* [Work instructions]
1. Using the code map below, decide whether each statement agrees with it: (a) `clean_extraction_pipeline.py` runs frequently during normal processing; (b) `unified_extraction_architecture.py` was replaced by the master extractor; (c) the diagnostic log in the master extractor is written at DEBUG level. For each, answer yes or no and quote the deciding words.
2. Answer these questions from the code map below:
(a) On what date was the code map last updated?
(b) Which file holds the active code for citation clustering?
(c) What name is given to Strategy 4?
3. Translate this sentence from the code map below into Spanish: "These files exist but are NOT in the main execution path:"

* [Reading passage]
☆ ☆ ☆
CaseStrainer Active Code Map

Last Updated: November 10, 2025
Purpose: Prevent working on deprecated/unused files

🎯 Quick Reference: Where Is The Active Code?

Feature	ACTIVE FILE	Deprecated/Fallback Files
Citation Extraction	`unified_case_extraction_master.py`	`clean_extraction_pipeline.py` `unified_extraction_architecture.py` `unified_case_name_extractor_v2.py`
Citation Clustering	`unified_clustering_master.py`	`unified_citation_clustering.py`
Citation Verification	`unified_verification_master.py`	(none)
Main Processing	`unified_processing_pipeline.py`	(none)
Citation Processor	`unified_citation_processor_v2.py`	(none)

📊 Execution Flow (What Actually Runs)

1. User Uploads PDF

Frontend → Backend (app.py) → RQ Worker

2. Worker Processing

# src/rq_worker.py
def process_citation_task_direct():
    ↓
# src/unified_processing_pipeline.py
class UnifiedProcessingPipeline:
    def process_citations():
        ↓
        self._extract_citations()  # Line 137
            ↓
# src/unified_citation_processor_v2.py
class UnifiedCitationProcessorV2:
    def process_text():  # Lines 4045-4124
        ↓
        # Method 1: Master extractor (PRIMARY)
        extract_case_name_and_date_unified_master()  # Line 4082
            ↓
# src/unified_case_extraction_master.py (⭐ ACTIVE CODE)
def extract_case_name_and_date_unified_master():  # Line 2491
    ↓
    extractor = get_master_extractor()
    ↓
class UnifiedCaseExtractionMaster:
    def extract_case_name_and_date():  # Line 234
        ↓
        # Line 259: DIAGNOSTIC LOG (ERROR level)
        logger.error(f"[MASTER_EXTRACT ENTRY] citation='{citation}'")
        
        # Line 293-315: Strategy -0.5 (Special formats)
        self._extract_special_citation_formats()
        
        # Line 320-329: Strategy 0 (Comma-anchored)
        # Line 332-347: Strategy 1 (Position-aware)
        # Line 350-356: Strategy 2 (Context-based)
        # Line 359-361: Strategy 3 (Pattern-based)
        # Line 365-393: Strategy 4 (Aggressive fallback)

3. Verification & Clustering

# src/unified_verification_master.py
verify_citations_unified()
    ↓
# src/unified_clustering_master.py
cluster_citations_unified_master()

⚠️ DEPRECATED FILES (DO NOT MODIFY)

These files exist but are NOT in the main execution path:

`clean_extraction_pipeline.py`

Status: DEPRECATED (fallback only)
Why it exists: Used as fallback if master extractor fails
When it runs: Rarely - only in error recovery
How to identify: Docstring says "DEPRECATED"
What to do: Add features to unified_case_extraction_master.py instead

`unified_extraction_architecture.py`

Status: DEPRECATED
Why it exists: Old architecture, replaced by master
How to identify: Docstring says "superseded by UnifiedCaseExtractionMaster"
☆ ☆ ☆
* [Dataset]

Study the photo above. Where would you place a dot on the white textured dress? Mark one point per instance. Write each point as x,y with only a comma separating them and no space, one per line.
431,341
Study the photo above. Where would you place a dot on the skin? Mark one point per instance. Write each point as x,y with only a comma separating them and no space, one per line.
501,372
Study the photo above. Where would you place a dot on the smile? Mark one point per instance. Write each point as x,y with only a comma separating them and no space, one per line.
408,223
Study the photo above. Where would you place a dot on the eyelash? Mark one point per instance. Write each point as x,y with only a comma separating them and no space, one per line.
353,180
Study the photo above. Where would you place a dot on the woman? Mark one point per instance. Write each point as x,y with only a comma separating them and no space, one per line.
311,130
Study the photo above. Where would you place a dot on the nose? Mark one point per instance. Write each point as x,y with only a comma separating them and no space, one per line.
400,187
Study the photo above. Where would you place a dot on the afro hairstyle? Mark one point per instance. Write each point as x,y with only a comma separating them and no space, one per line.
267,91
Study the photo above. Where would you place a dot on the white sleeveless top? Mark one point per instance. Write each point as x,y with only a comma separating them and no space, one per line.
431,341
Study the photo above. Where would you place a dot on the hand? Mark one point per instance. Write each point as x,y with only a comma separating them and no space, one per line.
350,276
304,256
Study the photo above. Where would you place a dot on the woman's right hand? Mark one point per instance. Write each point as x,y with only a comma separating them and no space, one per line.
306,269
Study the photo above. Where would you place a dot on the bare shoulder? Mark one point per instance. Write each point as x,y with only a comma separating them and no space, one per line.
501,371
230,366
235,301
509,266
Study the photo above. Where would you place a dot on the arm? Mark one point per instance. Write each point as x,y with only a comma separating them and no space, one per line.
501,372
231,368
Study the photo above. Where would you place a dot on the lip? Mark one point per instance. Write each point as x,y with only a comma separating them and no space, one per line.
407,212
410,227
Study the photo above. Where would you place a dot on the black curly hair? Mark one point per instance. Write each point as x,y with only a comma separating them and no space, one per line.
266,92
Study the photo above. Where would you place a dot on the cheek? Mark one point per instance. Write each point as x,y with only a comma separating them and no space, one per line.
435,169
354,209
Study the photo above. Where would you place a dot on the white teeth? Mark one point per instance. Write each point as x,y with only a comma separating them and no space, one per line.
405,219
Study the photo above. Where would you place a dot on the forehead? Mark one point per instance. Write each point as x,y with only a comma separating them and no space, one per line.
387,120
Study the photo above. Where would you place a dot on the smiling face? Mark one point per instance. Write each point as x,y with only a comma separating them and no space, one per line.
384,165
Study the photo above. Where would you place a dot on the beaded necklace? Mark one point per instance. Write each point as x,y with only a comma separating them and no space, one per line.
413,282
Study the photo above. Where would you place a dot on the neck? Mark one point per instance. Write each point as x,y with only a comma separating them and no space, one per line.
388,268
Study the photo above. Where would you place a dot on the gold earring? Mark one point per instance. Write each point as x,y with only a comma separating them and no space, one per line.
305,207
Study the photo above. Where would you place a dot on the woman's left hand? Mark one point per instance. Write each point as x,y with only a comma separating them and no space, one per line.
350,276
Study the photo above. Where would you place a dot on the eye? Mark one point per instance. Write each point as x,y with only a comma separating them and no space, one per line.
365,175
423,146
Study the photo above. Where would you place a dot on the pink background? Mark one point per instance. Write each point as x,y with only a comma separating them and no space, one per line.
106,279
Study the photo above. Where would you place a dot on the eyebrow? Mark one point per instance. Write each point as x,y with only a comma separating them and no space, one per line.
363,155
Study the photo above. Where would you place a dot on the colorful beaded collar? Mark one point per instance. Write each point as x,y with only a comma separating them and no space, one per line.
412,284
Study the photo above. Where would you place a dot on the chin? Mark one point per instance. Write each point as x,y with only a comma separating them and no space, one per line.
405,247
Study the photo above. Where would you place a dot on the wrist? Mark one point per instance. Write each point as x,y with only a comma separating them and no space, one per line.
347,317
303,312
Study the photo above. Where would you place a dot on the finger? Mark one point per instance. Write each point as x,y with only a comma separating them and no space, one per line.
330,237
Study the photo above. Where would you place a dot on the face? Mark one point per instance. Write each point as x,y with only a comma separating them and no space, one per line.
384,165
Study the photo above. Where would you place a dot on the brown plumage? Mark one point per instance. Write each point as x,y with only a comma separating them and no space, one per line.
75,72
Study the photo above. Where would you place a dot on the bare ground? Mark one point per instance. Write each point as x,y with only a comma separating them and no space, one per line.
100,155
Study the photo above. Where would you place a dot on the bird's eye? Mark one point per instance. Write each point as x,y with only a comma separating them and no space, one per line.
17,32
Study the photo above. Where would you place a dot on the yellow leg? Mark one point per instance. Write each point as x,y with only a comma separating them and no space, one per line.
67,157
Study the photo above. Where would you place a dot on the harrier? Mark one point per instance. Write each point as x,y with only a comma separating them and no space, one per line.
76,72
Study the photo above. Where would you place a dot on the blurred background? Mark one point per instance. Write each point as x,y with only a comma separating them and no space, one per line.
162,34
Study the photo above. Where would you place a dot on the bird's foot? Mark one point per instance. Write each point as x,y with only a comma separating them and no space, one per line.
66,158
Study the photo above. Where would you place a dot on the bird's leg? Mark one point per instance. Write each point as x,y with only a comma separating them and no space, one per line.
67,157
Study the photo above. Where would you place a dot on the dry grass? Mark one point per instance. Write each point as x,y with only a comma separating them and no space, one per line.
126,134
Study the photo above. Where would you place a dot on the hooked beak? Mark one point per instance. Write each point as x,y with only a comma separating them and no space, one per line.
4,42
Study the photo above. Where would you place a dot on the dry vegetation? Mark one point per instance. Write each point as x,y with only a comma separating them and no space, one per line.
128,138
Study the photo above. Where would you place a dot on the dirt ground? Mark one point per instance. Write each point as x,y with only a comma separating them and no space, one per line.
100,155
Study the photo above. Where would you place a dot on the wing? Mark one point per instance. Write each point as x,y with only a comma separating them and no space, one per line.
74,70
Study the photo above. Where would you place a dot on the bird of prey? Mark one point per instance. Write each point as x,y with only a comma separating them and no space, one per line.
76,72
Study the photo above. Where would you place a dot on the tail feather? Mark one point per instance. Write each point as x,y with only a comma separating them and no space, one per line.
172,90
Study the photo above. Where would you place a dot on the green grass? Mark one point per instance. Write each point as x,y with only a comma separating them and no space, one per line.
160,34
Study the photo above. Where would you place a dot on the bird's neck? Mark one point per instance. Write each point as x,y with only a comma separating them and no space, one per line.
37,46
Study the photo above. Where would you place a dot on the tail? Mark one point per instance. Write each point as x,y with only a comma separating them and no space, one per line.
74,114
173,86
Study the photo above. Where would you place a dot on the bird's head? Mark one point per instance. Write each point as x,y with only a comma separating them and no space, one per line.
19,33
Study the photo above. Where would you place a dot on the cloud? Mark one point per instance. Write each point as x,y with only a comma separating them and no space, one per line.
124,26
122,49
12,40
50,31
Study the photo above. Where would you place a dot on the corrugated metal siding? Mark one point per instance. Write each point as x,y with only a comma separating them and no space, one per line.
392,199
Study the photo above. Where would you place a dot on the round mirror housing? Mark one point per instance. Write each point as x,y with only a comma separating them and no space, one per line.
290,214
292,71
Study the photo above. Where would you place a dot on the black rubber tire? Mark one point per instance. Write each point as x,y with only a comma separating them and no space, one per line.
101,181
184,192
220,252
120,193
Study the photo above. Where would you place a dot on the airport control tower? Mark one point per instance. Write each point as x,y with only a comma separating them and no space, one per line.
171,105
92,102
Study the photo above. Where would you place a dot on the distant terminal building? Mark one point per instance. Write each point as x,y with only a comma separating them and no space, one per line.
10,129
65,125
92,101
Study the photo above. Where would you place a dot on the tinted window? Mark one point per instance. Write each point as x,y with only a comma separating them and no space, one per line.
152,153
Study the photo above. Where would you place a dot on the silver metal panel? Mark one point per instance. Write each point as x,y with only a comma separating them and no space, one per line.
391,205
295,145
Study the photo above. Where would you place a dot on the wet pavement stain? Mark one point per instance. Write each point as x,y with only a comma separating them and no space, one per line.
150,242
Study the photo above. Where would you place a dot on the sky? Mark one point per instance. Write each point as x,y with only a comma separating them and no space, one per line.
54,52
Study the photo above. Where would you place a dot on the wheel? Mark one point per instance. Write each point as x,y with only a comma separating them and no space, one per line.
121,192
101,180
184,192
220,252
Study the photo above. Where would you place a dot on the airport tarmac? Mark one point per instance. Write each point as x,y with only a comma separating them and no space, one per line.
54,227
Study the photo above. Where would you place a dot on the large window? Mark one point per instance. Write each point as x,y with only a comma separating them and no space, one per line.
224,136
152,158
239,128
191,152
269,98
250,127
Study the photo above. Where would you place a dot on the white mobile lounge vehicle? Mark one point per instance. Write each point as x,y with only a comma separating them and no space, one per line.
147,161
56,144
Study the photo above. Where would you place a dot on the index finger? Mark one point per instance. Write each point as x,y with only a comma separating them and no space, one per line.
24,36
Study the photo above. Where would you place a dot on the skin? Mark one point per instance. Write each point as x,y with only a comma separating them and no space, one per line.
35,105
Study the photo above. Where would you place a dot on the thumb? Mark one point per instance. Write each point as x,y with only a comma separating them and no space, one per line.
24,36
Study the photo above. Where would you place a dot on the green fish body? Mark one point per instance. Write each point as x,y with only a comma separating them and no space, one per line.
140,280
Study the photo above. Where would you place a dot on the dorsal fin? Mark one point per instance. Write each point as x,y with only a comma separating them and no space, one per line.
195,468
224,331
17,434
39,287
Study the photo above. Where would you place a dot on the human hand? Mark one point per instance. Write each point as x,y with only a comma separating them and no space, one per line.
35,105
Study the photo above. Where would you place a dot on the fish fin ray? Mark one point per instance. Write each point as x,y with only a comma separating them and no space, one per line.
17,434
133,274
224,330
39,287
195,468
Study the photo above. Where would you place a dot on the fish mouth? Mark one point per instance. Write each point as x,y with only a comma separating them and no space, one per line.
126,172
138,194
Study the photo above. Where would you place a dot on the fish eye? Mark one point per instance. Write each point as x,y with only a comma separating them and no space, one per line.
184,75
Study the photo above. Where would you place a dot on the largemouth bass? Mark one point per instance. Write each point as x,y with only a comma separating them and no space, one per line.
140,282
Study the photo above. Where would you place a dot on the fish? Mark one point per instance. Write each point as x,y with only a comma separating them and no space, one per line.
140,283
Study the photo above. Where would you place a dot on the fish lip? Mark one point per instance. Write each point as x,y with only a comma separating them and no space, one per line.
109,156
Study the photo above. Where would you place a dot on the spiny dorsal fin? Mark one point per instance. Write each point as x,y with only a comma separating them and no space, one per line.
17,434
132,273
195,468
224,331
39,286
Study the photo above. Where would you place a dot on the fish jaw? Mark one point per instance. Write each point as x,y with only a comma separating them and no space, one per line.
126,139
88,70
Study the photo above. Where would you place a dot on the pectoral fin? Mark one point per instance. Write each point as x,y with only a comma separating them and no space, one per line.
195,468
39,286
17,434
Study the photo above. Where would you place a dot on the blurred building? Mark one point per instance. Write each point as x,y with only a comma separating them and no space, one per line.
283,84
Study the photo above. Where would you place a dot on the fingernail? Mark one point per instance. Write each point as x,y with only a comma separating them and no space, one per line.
☆ ☆ ☆
* [Answers by task]
1.
(a) No: "Rarely - only in error recovery"
(b) Yes: "Old architecture, replaced by master"
(c) No: "DIAGNOSTIC LOG (ERROR level)"

2.
(a) November 10, 2025
(b) `unified_clustering_master.py`
(c) Aggressive fallback

3. Estos archivos existen, pero NO están en la ruta de ejecución principal: